● Exercise requirements: Print the entire listing. Each line must match the original exactly.

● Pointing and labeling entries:
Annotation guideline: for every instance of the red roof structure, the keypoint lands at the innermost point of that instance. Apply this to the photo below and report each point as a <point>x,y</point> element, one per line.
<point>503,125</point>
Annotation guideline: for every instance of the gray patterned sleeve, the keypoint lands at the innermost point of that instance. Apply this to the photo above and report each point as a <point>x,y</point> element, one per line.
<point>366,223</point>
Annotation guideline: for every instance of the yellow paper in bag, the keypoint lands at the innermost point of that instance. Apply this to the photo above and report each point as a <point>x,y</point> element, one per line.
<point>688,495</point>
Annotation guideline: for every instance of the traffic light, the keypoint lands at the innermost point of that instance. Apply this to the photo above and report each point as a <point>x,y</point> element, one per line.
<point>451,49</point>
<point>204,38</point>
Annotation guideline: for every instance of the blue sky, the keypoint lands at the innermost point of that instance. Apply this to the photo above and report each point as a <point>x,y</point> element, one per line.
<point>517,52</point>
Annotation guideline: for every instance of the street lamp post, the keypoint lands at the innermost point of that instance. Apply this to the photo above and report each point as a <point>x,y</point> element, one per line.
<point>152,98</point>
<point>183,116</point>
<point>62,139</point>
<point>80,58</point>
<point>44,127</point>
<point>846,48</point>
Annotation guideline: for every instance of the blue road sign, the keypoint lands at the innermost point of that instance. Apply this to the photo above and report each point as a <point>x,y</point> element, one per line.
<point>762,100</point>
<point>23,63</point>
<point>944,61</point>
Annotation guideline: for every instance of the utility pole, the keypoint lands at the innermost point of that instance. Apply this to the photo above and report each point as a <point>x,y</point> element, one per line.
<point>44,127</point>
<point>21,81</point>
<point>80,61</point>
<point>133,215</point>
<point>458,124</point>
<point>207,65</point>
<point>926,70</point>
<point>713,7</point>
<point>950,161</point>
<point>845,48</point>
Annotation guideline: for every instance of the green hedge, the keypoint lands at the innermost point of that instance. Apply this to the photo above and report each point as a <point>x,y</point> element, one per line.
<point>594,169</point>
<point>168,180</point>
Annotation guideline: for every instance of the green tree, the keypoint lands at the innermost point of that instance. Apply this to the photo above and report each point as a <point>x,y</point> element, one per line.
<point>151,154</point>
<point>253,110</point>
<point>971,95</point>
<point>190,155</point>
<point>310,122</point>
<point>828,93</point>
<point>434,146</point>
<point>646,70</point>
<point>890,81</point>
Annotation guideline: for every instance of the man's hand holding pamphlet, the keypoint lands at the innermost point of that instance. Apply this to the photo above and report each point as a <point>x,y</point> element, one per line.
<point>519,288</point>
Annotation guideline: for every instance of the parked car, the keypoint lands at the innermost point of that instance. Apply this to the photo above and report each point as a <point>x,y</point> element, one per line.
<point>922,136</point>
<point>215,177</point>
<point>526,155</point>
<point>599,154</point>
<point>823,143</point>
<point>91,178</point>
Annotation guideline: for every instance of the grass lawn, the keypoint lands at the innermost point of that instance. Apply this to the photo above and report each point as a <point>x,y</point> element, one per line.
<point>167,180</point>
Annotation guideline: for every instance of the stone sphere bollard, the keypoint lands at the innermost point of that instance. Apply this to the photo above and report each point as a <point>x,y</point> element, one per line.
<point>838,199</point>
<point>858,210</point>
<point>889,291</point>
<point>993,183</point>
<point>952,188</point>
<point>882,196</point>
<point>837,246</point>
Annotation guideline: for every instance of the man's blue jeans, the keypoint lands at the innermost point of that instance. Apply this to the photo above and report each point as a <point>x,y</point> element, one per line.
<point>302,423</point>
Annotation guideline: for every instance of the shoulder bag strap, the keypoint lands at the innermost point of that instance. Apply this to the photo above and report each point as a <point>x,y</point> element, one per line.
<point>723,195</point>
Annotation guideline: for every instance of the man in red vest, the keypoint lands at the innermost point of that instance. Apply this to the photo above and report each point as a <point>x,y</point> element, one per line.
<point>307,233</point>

● Solution to this task:
Annotation guideline: for every instance of the red roof structure, the keypoint lands at the innermost point of that instance. Apply this to the photo below and report each point as a <point>x,y</point> element, one per line.
<point>503,125</point>
Annotation guideline: for every instance of the gray patterned sleeve, the keypoint lands at the innermost point of that instance. Apply this to the photo above and report each point as a <point>x,y</point> element, one per line.
<point>366,223</point>
Annotation guideline: for every instance of the yellow paper in bag, the keypoint lands at the innermost point of that instance. Apply this to the photo above and report each point as a <point>x,y</point> element, one per line.
<point>688,495</point>
Annotation guideline: for every instance of the traffic light, the keypoint lands at the innermost point of that instance. Apply this to the photo above and report each point as a <point>x,y</point> element, one per line.
<point>451,49</point>
<point>204,38</point>
Annotation guideline: for every instance of the blue sky, the keypoint lands at the innermost point of that instance. Apply this to the photo above and report each point as a <point>x,y</point> element, one per line.
<point>517,52</point>
Annotation guideline: for every instance of the street lamp post, the keypoint lands at the innermost point of that instance. Apply this to the photo above and report each point as a <point>x,y</point> element, one per line.
<point>152,98</point>
<point>183,116</point>
<point>62,139</point>
<point>80,58</point>
<point>44,127</point>
<point>846,48</point>
Annotation guideline: for every instance of the blue road sign, the keypoint lands at the innermost point of that instance. Apply this to the photo above and report each point as a <point>x,y</point> element, one per line.
<point>762,100</point>
<point>23,63</point>
<point>944,61</point>
Annotation guideline: for every instance of the utility pole, the keypoint lands at the innermost point of that instance. Apply this to the photo above and report each point as a <point>x,y</point> element, one per line.
<point>44,127</point>
<point>21,81</point>
<point>80,61</point>
<point>133,215</point>
<point>458,124</point>
<point>207,65</point>
<point>926,70</point>
<point>713,7</point>
<point>950,161</point>
<point>845,48</point>
Annotation guideline: for every instance of the green hedge, the keypoint lands at the innermost point of that instance. Apply this to the photo above and report each point as a <point>x,y</point> element, one per line.
<point>594,169</point>
<point>168,180</point>
Annotation guideline: for every instance of the green tree, the keypoint lands at the innermost point of that instance. Apply this to the photo above and report each point as a <point>x,y</point> element, one per line.
<point>151,154</point>
<point>253,110</point>
<point>971,95</point>
<point>190,155</point>
<point>310,122</point>
<point>828,93</point>
<point>434,146</point>
<point>646,70</point>
<point>890,81</point>
Annotation guideline: for every instance of the man's hand holding pamphlet, the keypoint lands at the innermost point of that instance. Apply this to the photo above and report each point as a <point>x,y</point> element, one per line.
<point>519,288</point>
Annotation guideline: for every instance of the parked car, the keypoint lands at the innermost point of that instance. Apply this to the photo above and report each point as a <point>x,y</point> element, one per line.
<point>922,136</point>
<point>215,177</point>
<point>526,155</point>
<point>599,154</point>
<point>823,143</point>
<point>91,178</point>
Annotation guideline: for every instance of the grass lawn, the keypoint lands at the innermost point of that instance. Apply this to the photo above and report each point as a <point>x,y</point> element, one per line.
<point>167,180</point>
Annotation guideline: for every instance of the stone sphere bollard, the keypoint lands at the innermost point of that instance. Apply this to the photo above and report each point as a <point>x,y</point> element, one per line.
<point>838,199</point>
<point>858,210</point>
<point>889,291</point>
<point>993,183</point>
<point>952,188</point>
<point>882,196</point>
<point>837,246</point>
Annotation guideline: for every instance of the man's blue jeans, the keypoint lands at the innermost point of that instance. Apply this to the photo above and report each point as a <point>x,y</point> element, one per line.
<point>302,423</point>
Annotation guideline: for every instance of the shoulder bag strap, the keypoint lands at the innermost point of that instance. Apply this to the photo above and report each point as a <point>x,y</point> element, one per line.
<point>723,195</point>
Annotation guideline: for every instance of the man in red vest, the keypoint lands at the innermost point of that instance. Apply this to the photo above and report each point as a <point>x,y</point> element, one per line.
<point>307,233</point>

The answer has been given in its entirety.